* [Directions for this task] Among the lines of the data, copy those that hold "window".
--
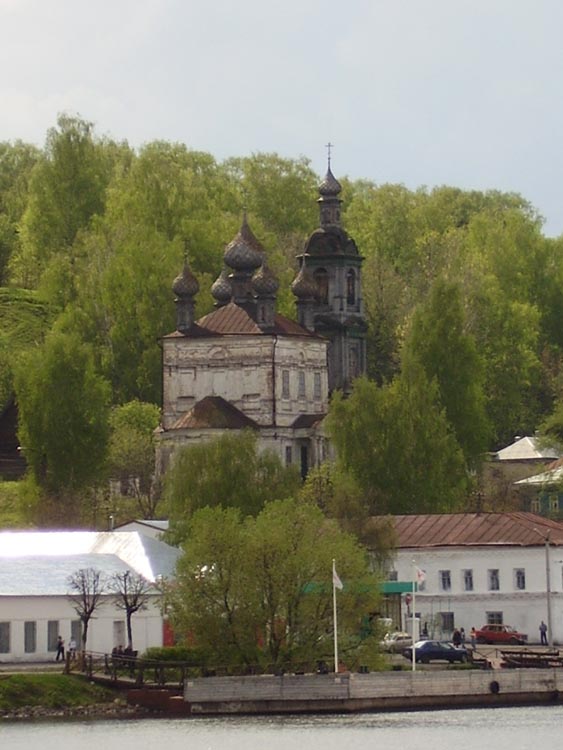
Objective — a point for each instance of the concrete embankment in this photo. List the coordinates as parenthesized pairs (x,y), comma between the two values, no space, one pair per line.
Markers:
(371,692)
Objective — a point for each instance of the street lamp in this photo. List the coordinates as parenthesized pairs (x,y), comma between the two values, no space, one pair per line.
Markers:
(547,583)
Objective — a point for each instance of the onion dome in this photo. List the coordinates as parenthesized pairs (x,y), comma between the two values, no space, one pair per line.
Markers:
(264,282)
(186,284)
(304,285)
(244,252)
(330,185)
(221,289)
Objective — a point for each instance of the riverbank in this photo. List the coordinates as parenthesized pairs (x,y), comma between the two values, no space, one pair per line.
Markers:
(39,696)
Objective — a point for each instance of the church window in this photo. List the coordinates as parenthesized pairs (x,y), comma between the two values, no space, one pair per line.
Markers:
(321,278)
(351,287)
(301,392)
(285,383)
(317,395)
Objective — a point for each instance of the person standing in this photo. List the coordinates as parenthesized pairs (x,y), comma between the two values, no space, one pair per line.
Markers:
(60,649)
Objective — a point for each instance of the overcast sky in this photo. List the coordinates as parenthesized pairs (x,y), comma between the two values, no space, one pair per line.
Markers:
(421,92)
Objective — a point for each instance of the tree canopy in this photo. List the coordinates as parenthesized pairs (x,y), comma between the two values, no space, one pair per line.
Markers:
(258,591)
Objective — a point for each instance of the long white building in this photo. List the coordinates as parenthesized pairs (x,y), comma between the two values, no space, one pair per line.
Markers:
(482,568)
(35,567)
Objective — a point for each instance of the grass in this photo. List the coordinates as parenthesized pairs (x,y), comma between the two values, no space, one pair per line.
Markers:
(54,691)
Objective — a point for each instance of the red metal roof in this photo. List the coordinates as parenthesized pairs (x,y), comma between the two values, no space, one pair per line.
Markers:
(214,412)
(233,319)
(476,529)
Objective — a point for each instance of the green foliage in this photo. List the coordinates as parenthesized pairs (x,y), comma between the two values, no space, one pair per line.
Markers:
(49,691)
(257,591)
(228,471)
(63,408)
(397,444)
(439,342)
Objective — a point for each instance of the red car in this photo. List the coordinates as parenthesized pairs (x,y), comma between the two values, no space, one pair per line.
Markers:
(500,634)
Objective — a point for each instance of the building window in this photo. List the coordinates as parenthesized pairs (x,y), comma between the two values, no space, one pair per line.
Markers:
(317,395)
(468,580)
(446,621)
(494,618)
(520,579)
(76,630)
(285,383)
(52,635)
(4,637)
(30,637)
(494,583)
(301,393)
(445,580)
(321,279)
(351,287)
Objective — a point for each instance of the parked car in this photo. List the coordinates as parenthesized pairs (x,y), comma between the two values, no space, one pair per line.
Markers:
(396,642)
(427,651)
(504,634)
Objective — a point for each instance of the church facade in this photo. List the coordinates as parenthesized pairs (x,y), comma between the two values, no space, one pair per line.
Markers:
(245,366)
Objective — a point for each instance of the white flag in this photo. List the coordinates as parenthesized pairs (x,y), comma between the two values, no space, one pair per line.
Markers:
(336,582)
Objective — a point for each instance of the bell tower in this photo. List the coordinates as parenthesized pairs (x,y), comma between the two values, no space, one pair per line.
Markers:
(331,259)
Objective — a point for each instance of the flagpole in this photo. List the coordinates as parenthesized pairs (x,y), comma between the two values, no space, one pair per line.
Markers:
(334,617)
(413,650)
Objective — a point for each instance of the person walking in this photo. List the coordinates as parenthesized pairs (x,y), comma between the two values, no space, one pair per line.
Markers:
(60,649)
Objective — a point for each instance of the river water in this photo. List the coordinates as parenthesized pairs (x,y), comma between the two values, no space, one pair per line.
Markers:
(537,728)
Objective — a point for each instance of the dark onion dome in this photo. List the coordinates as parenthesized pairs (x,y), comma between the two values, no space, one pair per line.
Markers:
(186,284)
(330,185)
(221,289)
(304,285)
(244,252)
(264,282)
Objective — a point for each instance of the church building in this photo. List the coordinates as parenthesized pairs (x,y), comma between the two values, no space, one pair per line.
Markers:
(244,366)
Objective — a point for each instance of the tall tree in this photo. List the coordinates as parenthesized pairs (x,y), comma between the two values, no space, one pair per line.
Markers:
(258,591)
(86,590)
(131,452)
(63,409)
(440,343)
(131,595)
(228,471)
(398,445)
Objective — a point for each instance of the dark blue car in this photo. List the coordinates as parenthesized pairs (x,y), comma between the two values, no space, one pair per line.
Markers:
(427,651)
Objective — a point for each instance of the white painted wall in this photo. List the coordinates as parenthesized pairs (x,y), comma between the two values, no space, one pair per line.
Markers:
(147,625)
(523,609)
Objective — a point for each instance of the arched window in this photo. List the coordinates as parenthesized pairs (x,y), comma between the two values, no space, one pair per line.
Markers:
(321,278)
(351,287)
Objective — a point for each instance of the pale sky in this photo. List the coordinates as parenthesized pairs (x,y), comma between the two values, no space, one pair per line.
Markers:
(465,93)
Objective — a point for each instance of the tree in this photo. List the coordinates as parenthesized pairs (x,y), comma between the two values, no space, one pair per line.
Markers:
(131,452)
(87,588)
(63,410)
(439,342)
(258,590)
(228,471)
(132,593)
(398,445)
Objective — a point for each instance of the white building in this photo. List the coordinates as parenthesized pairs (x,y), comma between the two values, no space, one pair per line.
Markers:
(34,585)
(483,568)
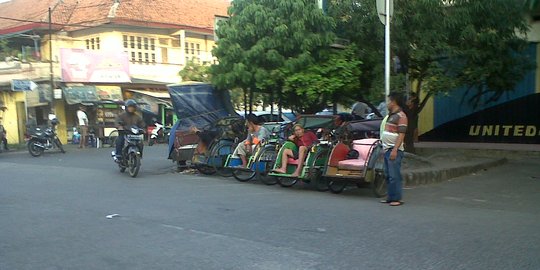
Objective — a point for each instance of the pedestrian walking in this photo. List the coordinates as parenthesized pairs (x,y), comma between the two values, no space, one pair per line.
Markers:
(83,126)
(360,110)
(392,136)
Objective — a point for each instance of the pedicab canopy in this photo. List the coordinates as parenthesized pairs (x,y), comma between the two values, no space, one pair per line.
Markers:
(199,104)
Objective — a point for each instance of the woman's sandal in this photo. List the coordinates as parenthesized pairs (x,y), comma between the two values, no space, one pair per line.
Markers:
(398,203)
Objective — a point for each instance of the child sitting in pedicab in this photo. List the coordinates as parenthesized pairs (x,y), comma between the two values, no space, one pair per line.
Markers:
(303,140)
(256,133)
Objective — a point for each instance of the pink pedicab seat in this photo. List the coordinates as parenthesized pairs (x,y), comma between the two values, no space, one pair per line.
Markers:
(292,161)
(363,147)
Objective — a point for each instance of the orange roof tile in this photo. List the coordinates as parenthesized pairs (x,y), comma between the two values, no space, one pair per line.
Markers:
(71,14)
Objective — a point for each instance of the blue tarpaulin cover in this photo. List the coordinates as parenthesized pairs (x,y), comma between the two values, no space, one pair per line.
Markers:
(198,104)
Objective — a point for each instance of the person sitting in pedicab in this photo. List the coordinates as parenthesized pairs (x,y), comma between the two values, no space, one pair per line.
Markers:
(303,140)
(256,133)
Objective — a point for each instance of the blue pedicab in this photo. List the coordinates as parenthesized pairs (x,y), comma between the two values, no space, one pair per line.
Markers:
(316,158)
(226,133)
(261,162)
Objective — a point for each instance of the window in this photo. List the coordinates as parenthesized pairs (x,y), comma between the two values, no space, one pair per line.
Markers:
(142,49)
(93,43)
(193,52)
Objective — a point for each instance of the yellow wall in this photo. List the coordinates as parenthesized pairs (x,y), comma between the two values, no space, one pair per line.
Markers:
(11,121)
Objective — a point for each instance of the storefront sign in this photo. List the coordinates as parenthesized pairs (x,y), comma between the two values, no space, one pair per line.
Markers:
(113,93)
(80,94)
(79,65)
(23,85)
(516,121)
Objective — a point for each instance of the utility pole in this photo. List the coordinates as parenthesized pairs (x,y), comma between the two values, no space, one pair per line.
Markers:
--
* [Task output]
Objective — a point for each instance of the church window in this photo. List the coordinates as parenthesized pairs (x,y), comma between the two values, no space, one pair per line.
Objective — a point for each instance of the building window in this photo. List the coordinates as parenthesized pairs (x,y), comma between the two values, no space, one pair per line.
Objective — a point for each instance of the arched window in this photo. List the coordinates as parenthesized pairs (x,y), comma between the two values, no space, one pair per line.
Objective — a point for each instance of the window in this photo. List the coordinates as parenthesized pairs (x,y), comma between the two values, no space, one pair per line.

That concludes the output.